Given passage -
Warren’s 5/25 rule applied to Maintenance and Reliability

Warren's 5/25 rule underscores focused prioritisation of your top 5 goals for success. This article discusses applications to reliability engineering.

Warren’s 5/25 rule applied to Maintenance and Reliability

Warren’s 5/25 rule

A number of years ago, Warren had a conversation with his personal airplane pilot Mike Flint.

Mike had been serving Warren for a decade at this point, and Warren thought it was a good time to get him to write down his 25 important goals.

Once Flint presented Buffett with his list of 25 major life goals, Buffett asked him to prioritise and circle his 5 most important goals.

Then, Buffet asked what Mike was planning to do with his remaining 20 goals.

Flint responded that since all these were important to him, he would spend time on the remaining 20 items when he was not working on his main 5 goals.

To this, Buffet responded:

"Everything you didn’t circle just became your Avoid-At-All-Cost list. These things get no attention from you until you’ve succeeded with your top 5.”

That’s the power of selective focus and this rule is known as 5/25 Rule.

Spending time on secondary priorities is often the reason teams end up with 20 half-finished projects instead of focusing strongly on their top 5 priorities.

The rule’s application to reliability and maintenance

This principle behind this is that focus is the key to success.

Objective 1 - Translate this sentence from the article on the 5/25 rule into Spanish: "Spending time on secondary priorities is often the reason teams end up with 20 half-finished projects instead of focusing strongly on their top 5 priorities."
Objective 2 - According to the article on the 5/25 rule, how long had Mike Flint been serving Warren when Warren asked him to write down his goals?
Objective 3 - Carry on the article on the 5/25 rule from its final sentence, extending the section on how the rule applies to reliability and maintenance.

Entries from a point annotation set -
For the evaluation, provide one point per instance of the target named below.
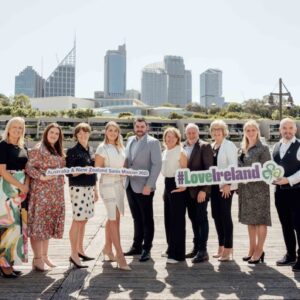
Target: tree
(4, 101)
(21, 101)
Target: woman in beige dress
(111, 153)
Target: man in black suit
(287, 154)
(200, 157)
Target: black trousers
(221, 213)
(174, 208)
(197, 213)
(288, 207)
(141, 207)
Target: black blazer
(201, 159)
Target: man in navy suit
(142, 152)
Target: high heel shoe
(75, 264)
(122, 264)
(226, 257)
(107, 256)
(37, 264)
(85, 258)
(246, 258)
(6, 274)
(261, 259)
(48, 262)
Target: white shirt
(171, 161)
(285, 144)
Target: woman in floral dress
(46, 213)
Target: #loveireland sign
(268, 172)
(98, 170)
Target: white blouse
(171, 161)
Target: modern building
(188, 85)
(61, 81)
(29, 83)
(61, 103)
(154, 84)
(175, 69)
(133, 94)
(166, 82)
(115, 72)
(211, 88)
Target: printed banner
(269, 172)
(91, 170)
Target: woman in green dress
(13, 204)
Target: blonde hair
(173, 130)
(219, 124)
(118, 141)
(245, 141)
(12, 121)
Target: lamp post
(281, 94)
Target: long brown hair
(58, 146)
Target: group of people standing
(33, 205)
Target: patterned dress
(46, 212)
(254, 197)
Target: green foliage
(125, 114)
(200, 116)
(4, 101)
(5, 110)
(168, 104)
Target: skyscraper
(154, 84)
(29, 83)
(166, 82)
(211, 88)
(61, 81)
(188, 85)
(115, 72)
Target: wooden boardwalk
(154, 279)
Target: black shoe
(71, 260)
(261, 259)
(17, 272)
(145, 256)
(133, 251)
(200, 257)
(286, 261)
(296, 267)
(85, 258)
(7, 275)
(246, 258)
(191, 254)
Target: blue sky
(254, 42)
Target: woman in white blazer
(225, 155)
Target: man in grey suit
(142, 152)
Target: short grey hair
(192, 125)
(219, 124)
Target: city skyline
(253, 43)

* * *

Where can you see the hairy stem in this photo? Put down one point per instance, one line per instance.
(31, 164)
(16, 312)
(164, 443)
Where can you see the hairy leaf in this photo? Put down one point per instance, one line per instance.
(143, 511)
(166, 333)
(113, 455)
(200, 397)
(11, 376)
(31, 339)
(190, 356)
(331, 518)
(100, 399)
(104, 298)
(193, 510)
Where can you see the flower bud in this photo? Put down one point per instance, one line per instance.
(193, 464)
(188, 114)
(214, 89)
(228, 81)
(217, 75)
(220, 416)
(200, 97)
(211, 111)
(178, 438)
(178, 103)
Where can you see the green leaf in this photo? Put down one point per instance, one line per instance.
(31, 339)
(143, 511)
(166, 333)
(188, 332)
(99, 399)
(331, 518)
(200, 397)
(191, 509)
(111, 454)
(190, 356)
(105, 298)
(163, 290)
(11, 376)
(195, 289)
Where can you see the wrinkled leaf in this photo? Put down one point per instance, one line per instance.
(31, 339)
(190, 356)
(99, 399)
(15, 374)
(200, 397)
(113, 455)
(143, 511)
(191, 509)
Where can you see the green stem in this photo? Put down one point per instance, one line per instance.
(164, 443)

...

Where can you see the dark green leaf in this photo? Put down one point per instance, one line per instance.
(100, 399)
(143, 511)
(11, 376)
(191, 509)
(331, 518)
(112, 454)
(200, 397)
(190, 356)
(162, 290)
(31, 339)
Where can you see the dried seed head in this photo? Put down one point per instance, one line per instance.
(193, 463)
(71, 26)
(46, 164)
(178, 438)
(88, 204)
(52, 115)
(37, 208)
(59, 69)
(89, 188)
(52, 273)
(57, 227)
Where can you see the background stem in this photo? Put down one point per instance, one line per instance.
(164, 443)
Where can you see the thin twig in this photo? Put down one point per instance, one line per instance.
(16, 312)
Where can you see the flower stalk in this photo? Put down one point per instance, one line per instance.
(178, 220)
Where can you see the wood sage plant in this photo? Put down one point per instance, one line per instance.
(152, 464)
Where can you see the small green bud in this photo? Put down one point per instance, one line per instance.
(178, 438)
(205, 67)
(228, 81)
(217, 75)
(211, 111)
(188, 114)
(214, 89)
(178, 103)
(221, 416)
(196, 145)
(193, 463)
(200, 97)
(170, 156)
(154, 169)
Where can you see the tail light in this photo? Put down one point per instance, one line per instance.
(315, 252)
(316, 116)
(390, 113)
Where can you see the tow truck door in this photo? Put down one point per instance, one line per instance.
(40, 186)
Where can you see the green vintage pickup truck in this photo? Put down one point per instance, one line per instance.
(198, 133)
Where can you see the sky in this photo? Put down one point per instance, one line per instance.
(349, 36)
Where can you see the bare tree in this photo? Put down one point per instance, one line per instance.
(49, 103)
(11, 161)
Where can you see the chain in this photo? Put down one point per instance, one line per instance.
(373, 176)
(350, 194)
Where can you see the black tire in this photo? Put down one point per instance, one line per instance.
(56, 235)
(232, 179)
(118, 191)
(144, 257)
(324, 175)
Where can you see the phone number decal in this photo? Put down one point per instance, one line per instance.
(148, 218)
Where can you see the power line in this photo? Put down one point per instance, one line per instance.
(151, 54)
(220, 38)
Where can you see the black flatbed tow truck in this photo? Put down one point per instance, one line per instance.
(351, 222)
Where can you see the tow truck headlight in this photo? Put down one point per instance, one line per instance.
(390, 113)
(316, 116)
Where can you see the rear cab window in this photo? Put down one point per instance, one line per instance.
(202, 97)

Exercise output 1 - Dedicar tiempo a las prioridades secundarias suele ser la razón por la que los equipos terminan con 20 proyectos a medio terminar en lugar de concentrarse firmemente en sus 5 prioridades principales.

Exercise output 2 - A decade.

Exercise output 3 -
Robert Kiyosaki, coined an interesting acronym for focus:

F- Follow

O- One

C- Course

U- Until

S- Successful

Warren’s strategy, to prioritise the most important goals and “avoid at all cost” the trivial many, reminds us that success is as much what you don’t do, as it is what you do.

A reliability leader can accomplish great change if they pick 3-5 areas to improve. Any more than 5 (at any one time) tends to be too difficult.

Delving deeply into a few select areas and aligning across the organisation is the starting point for making progress toward greatness.

Each year, the focus can change to a new 3-5, but we need to use caution to ensure we are not jumping to new targets without locking in hard-fought gains.

Our experience of working with reliability leaders tells us that when they reflect on previous failures, too many mention a focus on 20+ KPIs and make slow progress on them all.

This behaviour often stems from the desire to please senior leadership and the aspiration to make a quick, significant impact. While having more KPIs might seem like a good defence in some cases, the reality differs from the theory.

How this applied to Factory AI working with you

Factory AI's unique approach to predictive maintenance won't be suitable for everyone. With our mission to make innovation accessible to all manufacturers, we understand that innovation needs to occur at the right time and with the appropriate level of readiness.

The challenge of reducing unplanned downtime and optimising asset performance must be one of the current top 3 to 5 priorities.

If you've included in your plan this year the goal of significantly reducing failures in a key set of assets, we might be able to assist you. There’s no sales pitch when you speak with us; we’ll be honest about what we can do and what we can’t.

Here’s to solving problems!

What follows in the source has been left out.